> **What the task asks**
Could you output every record again, exactly as given?

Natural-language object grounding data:
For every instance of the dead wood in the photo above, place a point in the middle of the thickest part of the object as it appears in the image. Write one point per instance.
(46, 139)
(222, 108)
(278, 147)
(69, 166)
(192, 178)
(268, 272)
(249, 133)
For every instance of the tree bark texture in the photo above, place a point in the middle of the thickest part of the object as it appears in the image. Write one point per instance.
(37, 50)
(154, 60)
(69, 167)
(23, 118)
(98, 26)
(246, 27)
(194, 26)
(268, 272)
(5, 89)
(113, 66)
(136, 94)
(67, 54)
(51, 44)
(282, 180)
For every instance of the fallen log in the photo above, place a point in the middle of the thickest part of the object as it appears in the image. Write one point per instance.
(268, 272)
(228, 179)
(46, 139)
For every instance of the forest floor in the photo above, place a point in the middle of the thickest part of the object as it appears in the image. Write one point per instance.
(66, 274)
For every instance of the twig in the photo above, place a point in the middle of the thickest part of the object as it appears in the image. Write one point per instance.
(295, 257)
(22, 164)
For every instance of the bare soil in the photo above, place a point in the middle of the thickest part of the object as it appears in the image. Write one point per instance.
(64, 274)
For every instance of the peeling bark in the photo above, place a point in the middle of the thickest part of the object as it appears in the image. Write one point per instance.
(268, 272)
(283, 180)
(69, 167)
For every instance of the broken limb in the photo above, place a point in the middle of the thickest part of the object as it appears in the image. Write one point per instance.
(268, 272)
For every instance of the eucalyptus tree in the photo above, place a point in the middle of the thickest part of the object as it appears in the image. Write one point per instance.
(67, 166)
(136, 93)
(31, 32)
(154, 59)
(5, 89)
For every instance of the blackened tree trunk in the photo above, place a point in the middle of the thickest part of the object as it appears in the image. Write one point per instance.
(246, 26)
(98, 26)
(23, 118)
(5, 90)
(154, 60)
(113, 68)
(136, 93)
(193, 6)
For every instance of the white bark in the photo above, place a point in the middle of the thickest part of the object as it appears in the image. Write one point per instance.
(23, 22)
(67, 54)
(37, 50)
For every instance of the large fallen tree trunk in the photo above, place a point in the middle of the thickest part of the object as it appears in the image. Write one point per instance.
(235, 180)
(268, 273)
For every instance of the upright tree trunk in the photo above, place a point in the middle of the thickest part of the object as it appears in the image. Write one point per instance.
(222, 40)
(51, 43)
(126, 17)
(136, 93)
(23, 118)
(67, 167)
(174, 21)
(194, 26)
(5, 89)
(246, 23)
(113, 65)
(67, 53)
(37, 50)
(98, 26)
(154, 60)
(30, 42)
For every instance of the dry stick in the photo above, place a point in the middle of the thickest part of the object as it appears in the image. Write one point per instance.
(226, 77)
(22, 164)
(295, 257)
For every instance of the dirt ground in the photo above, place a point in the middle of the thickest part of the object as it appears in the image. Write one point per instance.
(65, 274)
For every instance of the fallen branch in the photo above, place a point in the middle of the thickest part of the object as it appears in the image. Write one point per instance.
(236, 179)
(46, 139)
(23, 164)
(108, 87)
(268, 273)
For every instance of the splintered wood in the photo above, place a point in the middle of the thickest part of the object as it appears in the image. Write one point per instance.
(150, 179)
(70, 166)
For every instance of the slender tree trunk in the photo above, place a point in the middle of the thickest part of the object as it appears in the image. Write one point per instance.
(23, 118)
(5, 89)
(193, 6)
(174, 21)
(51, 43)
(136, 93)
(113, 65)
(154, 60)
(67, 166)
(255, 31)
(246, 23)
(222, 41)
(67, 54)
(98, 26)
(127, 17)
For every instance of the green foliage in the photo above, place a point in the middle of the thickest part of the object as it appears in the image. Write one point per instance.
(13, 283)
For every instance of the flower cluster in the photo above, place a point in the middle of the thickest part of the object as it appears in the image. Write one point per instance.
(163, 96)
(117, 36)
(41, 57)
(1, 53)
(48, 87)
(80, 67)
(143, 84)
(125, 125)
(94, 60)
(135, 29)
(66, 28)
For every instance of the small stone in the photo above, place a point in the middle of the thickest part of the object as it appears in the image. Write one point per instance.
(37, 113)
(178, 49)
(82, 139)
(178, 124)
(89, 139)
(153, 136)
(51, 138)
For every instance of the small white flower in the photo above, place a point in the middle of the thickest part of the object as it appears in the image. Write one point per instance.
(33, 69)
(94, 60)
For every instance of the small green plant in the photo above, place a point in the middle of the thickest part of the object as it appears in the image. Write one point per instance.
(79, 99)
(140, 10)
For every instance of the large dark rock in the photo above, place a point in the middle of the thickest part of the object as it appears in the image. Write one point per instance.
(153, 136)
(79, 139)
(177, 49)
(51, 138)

> **Answer to the problem**
For every instance of the dead wood in the photo above, place a point in the middle of the thickest part of the object as it appears in the image. Write one point per instance.
(46, 139)
(222, 108)
(278, 147)
(69, 166)
(192, 178)
(268, 272)
(249, 133)
For every instance of the tree bark texture in the photo above, place a point in the middle of the thickest part of the object as it appears in the image. Write one point per instance.
(37, 50)
(154, 60)
(69, 167)
(23, 118)
(98, 26)
(246, 27)
(194, 26)
(268, 272)
(5, 89)
(113, 66)
(136, 94)
(67, 54)
(51, 44)
(282, 180)
For every instance of the fallen log in the photo above, place a point in the middle of the thickest part of the object as it appears in the image. Write one point per instance.
(268, 272)
(228, 179)
(46, 139)
For every instance of the forest floor in the photo above, place a point in the middle of the thickest part of the object as it appears in the image. Write one point per instance.
(66, 274)
For every instance of the twig in the photo above, place a point in the middle of the thickest part of the object as it appears in the image. Write one point per instance.
(295, 257)
(22, 164)
For every instance of the bare soil in the photo above, place a point in the middle of the thickest part of the object as it appears in the image. Write one point per instance.
(64, 274)
For every instance of the peeling bark in the photo above, place a point in the middle of the thickest part of the object as it appears in the image. Write one point per instance.
(268, 272)
(283, 180)
(69, 167)
For every instance of the broken limb in the photo above, place a point in the middle of the thickest part of the object as it appears in the image. Write one point per instance.
(268, 272)
For every instance of the eucalyptus tree in the photo above, place a point in the middle of the thickest part of the object as it appears in the image. Write one point per instance.
(67, 166)
(136, 93)
(31, 32)
(154, 59)
(5, 89)
For every instance of the blackened tree trunk in the photo above, place a point in the middle of the thickest part of the object as it appears in the image. Write one point per instance.
(246, 26)
(98, 26)
(23, 118)
(5, 90)
(154, 60)
(113, 68)
(136, 93)
(193, 6)
For every instance of the white bark in the photo above, place a point in the middle of the thickest part of the object as it appears in the image. Write one point per instance.
(23, 22)
(67, 54)
(37, 50)
For every instance of the large fallen tree trunk in the photo above, place a point in the middle of the thickest part of the object as it appears in the image. Write one point per instance.
(235, 180)
(268, 273)
For every instance of the upright tree trunk in the photo above, place a point in the middle of the thickest part of the object as it appears in the image. Write one point per instance.
(222, 40)
(51, 43)
(126, 17)
(136, 93)
(23, 118)
(67, 167)
(174, 21)
(194, 26)
(5, 89)
(246, 23)
(113, 65)
(67, 53)
(37, 50)
(98, 26)
(154, 60)
(30, 42)
For every instance of the dry stick in the photo above, place a point in the middle of the thickest part of the object as it appears in the image. Write one point per instance.
(226, 77)
(22, 164)
(295, 257)
For every instance of the dirt ground in the photo above, place a point in the middle of the thickest part of the object as it appears in the image. Write one point per instance.
(65, 274)
For every instance of the fallen branch in the photo above, place a point in the middle of the thickest part of the object as it appears in the image. Write one point per instance.
(236, 179)
(46, 139)
(23, 164)
(108, 87)
(268, 273)
For every instance of the splintered wood in the photo above, place a point in the middle of the thickest part of the object as it appears in the image. Write one point per instance.
(150, 179)
(70, 166)
For every instance of the slender tree trunk in the photo above, place a point in the middle of the thickest part of the object as it appears in the image. Write one point per instance.
(23, 118)
(5, 89)
(193, 6)
(174, 21)
(51, 43)
(136, 93)
(113, 65)
(154, 60)
(67, 166)
(255, 31)
(246, 23)
(222, 41)
(67, 54)
(98, 26)
(127, 17)
For every instance of the green foliage in the photo above, place a point in the middle of the thickest part of the object as it appears in the image. Write one point per instance.
(13, 283)
For every instance of the flower cluster in the photo above, place a point in the middle of the thickest part of the object as it appears in the image. Write one point per instance.
(163, 96)
(117, 36)
(41, 57)
(1, 53)
(48, 87)
(80, 67)
(143, 84)
(125, 125)
(94, 60)
(135, 29)
(66, 28)
For every instance of the small stone in the photo above, place a point in the middle of the thickest part of the object as it appears in the image. Write one point per instance.
(37, 113)
(178, 49)
(82, 139)
(178, 124)
(89, 139)
(153, 136)
(51, 138)
For every instance of the small white flower in the photo above, place a point in the middle of the thickest part of the object as it appears in the image. Write one point per instance.
(33, 69)
(94, 60)
For every instance of the small green plant in the photo above, place a point in the middle of the thickest part of the object as it appears in the image. Write one point per instance.
(79, 99)
(140, 10)
For every instance of the large dark rock in the photo above, place a point in the middle of the thickest part of the object as it appears in the image. Write one point per instance.
(153, 136)
(79, 139)
(177, 49)
(51, 138)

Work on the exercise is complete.